The data —
######

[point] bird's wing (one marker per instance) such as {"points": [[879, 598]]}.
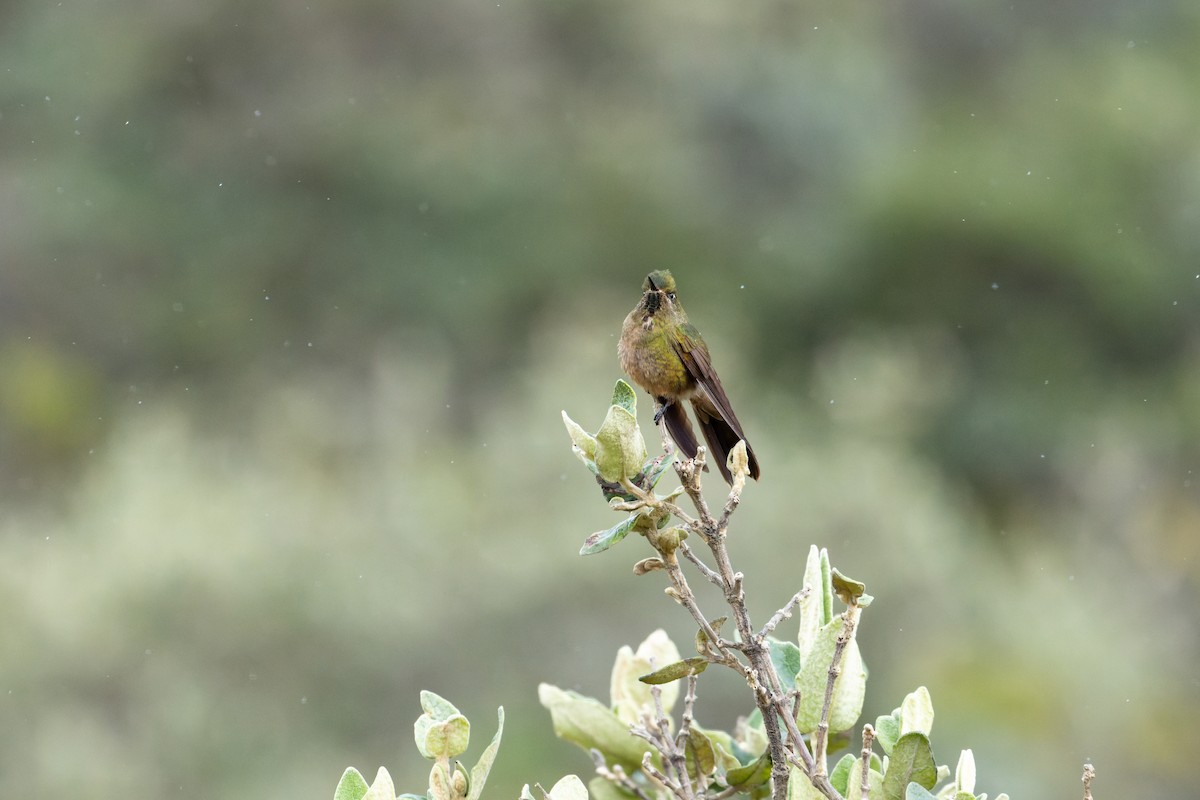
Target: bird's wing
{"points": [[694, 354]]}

######

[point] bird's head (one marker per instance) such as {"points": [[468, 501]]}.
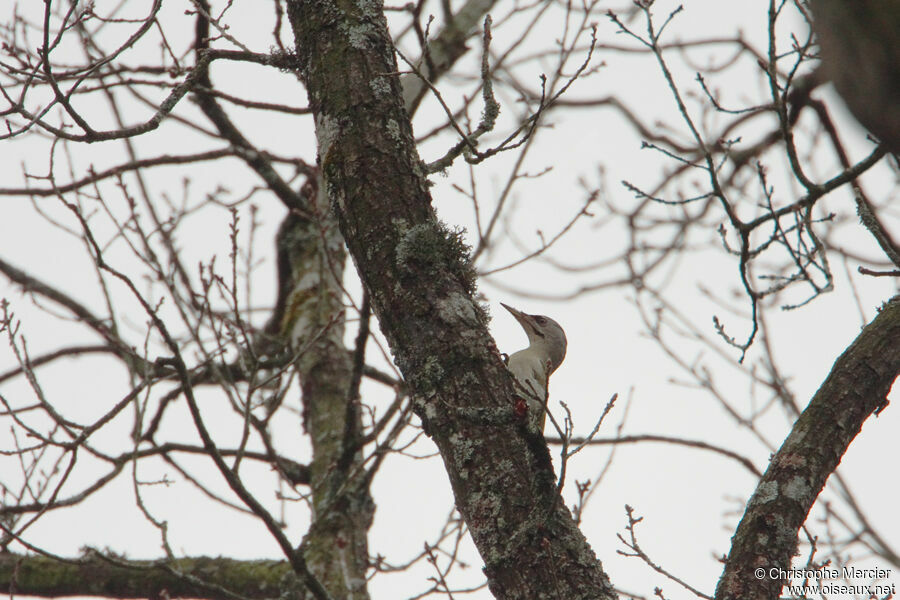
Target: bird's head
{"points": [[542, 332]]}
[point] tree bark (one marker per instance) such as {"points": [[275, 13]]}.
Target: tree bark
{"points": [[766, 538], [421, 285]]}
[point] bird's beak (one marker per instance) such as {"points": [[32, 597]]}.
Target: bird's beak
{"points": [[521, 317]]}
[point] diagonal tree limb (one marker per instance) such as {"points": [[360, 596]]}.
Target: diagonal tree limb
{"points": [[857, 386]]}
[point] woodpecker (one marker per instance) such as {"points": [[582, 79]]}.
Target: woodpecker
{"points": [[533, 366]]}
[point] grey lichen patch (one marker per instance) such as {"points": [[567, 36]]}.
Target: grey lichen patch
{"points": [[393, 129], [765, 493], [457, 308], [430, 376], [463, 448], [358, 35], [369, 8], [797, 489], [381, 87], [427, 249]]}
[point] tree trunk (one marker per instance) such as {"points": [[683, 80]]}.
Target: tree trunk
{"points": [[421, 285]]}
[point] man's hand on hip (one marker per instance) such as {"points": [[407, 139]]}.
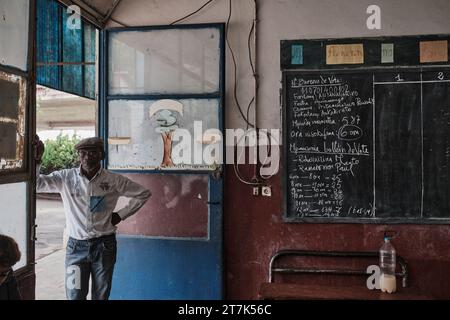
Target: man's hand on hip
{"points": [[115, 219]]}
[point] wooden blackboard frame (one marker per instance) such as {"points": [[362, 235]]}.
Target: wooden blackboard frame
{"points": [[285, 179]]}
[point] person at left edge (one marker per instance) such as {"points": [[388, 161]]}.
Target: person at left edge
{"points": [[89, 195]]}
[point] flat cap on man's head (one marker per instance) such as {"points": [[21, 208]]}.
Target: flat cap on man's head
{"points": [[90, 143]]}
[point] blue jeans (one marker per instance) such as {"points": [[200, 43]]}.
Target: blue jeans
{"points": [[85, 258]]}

######

Exercise description —
In the listing above, find the line with "Target: grey lichen patch" and the line with "[point] tree trunk", then reproduce both and every line between them exactly.

Answer box —
Target: grey lichen patch
{"points": [[393, 129], [765, 493], [457, 308], [430, 376], [463, 448], [358, 35], [369, 8], [797, 489], [381, 87], [427, 249]]}
[point] tree trunk (one marker per instance) such as {"points": [[683, 80]]}.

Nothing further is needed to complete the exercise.